** Opening Supplied records block **

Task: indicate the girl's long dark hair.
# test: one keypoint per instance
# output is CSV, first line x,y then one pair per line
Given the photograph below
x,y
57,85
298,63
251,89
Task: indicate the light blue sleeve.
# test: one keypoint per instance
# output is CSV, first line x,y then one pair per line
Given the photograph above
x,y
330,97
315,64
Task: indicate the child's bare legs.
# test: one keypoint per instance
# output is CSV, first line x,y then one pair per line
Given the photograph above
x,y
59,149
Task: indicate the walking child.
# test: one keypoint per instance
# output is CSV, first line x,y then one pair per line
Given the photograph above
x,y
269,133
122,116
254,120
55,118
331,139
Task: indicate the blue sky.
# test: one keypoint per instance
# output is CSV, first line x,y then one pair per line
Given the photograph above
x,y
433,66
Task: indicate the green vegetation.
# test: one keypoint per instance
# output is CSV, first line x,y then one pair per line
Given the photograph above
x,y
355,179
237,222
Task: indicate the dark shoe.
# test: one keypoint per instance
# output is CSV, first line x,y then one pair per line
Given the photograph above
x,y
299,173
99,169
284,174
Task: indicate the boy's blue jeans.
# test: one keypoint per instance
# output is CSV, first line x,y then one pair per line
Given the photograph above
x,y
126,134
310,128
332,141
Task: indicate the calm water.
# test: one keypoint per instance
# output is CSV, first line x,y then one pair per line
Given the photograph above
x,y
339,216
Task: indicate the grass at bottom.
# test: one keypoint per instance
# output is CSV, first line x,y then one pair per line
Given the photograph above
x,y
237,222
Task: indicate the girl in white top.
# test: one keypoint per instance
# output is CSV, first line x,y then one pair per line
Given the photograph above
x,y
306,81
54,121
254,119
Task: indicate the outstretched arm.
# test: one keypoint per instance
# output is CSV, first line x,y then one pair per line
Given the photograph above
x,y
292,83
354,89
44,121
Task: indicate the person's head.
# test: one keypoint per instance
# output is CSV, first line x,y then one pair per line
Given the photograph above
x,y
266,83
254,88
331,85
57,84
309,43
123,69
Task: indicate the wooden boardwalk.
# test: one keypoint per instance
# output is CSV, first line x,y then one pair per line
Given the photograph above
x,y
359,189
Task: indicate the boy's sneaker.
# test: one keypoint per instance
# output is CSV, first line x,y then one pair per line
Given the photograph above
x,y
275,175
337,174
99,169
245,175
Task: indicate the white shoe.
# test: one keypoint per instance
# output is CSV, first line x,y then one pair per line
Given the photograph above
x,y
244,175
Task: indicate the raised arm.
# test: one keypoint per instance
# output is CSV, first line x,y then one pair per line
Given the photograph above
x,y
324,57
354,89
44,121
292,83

** Closing Supplied records block **

Starting from the data above, filter for lines with "girl" and copy each one.

**Response to this task:**
Task: indicate the girl's long dark hair.
Task: indicate the girl in white top.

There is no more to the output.